The UK Government is launching a task force to crack down on the growing number of SLAPP legal cases designed to intimidate journalists in the UK.
SLAPP stands for strategic litigation against public participation – meaning time-consuming and costly legal threats brought on supposed defamation and privacy grounds that are designed to stop critical reporting.
Data from the Coalition Against SLAPPs in Europe found there were an estimated 14 SLAPP cases in England and Wales in 2021, up from two in both 2020 and 2019, and one in 2018.
Scroll down for an op-ed from Culture Secretary Lucy Frazer about the task force launch
Recent examples of cases seen by many as SLAPPs have included Russian oligarchs such as then-Chelsea FC owner Roman Abramovich targeting former FT Moscow correspondent Catherine Belton over her book Putin’s People (ultimately settled), a Kazakh mining giant’s case against journalist Tom Burgis, the FT and his book publisher Harper Collins that was thrown out by a judge, and Brexit donor Arron Banks’ libel action against Observer journalist Carol Cadwalladr (partly won on appeal with Cadwalladr ordered to pay £1m in costs and £35,000 in damages) although a judge in that case disagreed that it was a SLAPP.
The Bureau of Investigative Journalism, Open Democracy and The Telegraph are currently jointly facing a legal threat from Jusan Technologies Ltd (JTL), a UK company they alleged has financial connections to Kazakhstan’s former dictator Nursultan Nazarbayev – a link it is challenging in its claims.
(Update: a spokesperson for JTL asked for this statement to be added post-publication: “The claims being advanced by JTL are not SLAPPs. JTL welcomes truthful journalism in the public interest, including robust reporting regarding Mr Nazarbayev. The defendants falsely reported that the company is owned and controlled by a former dictator and refused to amend this harmful falsehood. Two of the defendants made the harm caused by their journalism worse, by also falsely reporting that JTL’s claims were brought by Mr Nazarbayev himself. Litigation was JTL’s only option to correct these falsehoods and protect its reputation. JTL is pursuing these claims in order for the correct position to be made clear and to encourage accurate reporting going forward.”)
The first meeting of the task force is today (Monday) and features figures from the media and legal sectors, including the Society of Editors, National Union of Journalists, Index on Censorship, Reporters Without Borders, News Media Association, Media Lawyers Association and the Law Society of England and Wales.
The aim is to decide on the best measures to protect public interest journalism, often on stories of economic crime, sexual misconduct and environmental damage, from claimants using SLAPPs.
The Government has already amended the Economic Crime and Corporate Transparency Bill to clamp down on SLAPPs linked to economic crime, which are believed to make up 70% of these cases, by allowing judges to throw them out more easily and place a costs cap on those targeted.
The task force, meeting every two months, is expected to commission research to investigate the prevalence of SLAPPs against journalists, draw up plans for specialist training for judges and law professionals to help them recognise and throw out SLAPPs, and develop guidance to support journalists and publishers.

Problems to work on:
A - Answer these questions using the SLAPP article.
(i) About how many SLAPP cases were there in England and Wales in 2021?
(ii) How often will the task force meet?
(iii) What share of SLAPP cases are believed to be linked to economic crime?
B - Name every organization that the SLAPP article lists as taking part in the task force's first meeting.
C - Print the part of the SLAPP article that opens with the words containing "The Government has" and closes with "on those targeted.".

A run of records:
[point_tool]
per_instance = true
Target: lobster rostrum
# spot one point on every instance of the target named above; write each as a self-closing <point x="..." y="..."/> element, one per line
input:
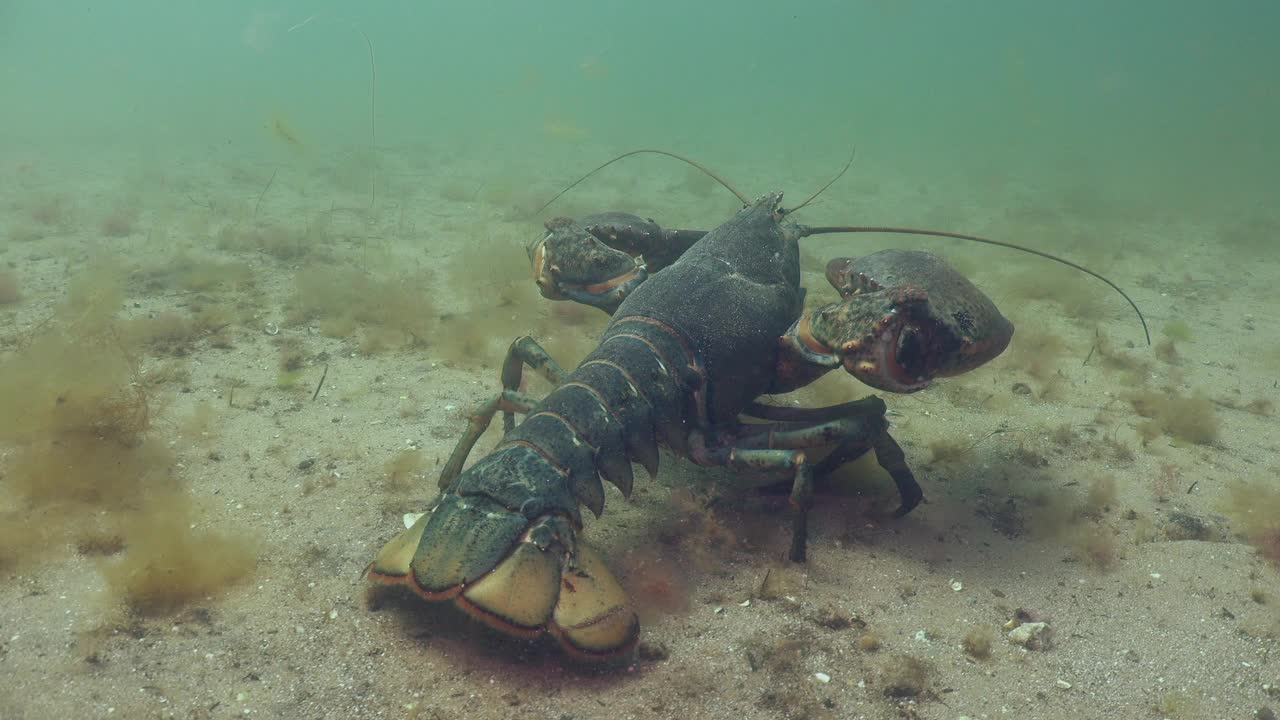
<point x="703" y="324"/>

...

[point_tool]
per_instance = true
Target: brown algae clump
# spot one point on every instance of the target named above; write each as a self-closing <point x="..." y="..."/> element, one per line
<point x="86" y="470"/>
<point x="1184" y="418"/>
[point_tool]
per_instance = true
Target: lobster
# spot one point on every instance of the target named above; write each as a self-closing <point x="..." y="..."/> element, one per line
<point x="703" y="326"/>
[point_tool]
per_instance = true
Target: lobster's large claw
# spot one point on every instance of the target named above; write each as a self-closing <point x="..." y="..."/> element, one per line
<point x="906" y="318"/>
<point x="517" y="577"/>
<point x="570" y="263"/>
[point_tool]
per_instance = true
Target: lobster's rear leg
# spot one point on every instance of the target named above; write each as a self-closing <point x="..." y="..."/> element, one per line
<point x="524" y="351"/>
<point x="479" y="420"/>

Results for the exercise:
A -
(i) An estimated 14.
(ii) Every two months.
(iii) 70%.

B -
Society of Editors
National Union of Journalists
Index on Censorship
Reporters Without Borders
News Media Association
Media Lawyers Association
Law Society of England and Wales

C -
The Government has already amended the Economic Crime and Corporate Transparency Bill to clamp down on SLAPPs linked to economic crime, which are believed to make up 70% of these cases, by allowing judges to throw them out more easily and place a costs cap on those targeted.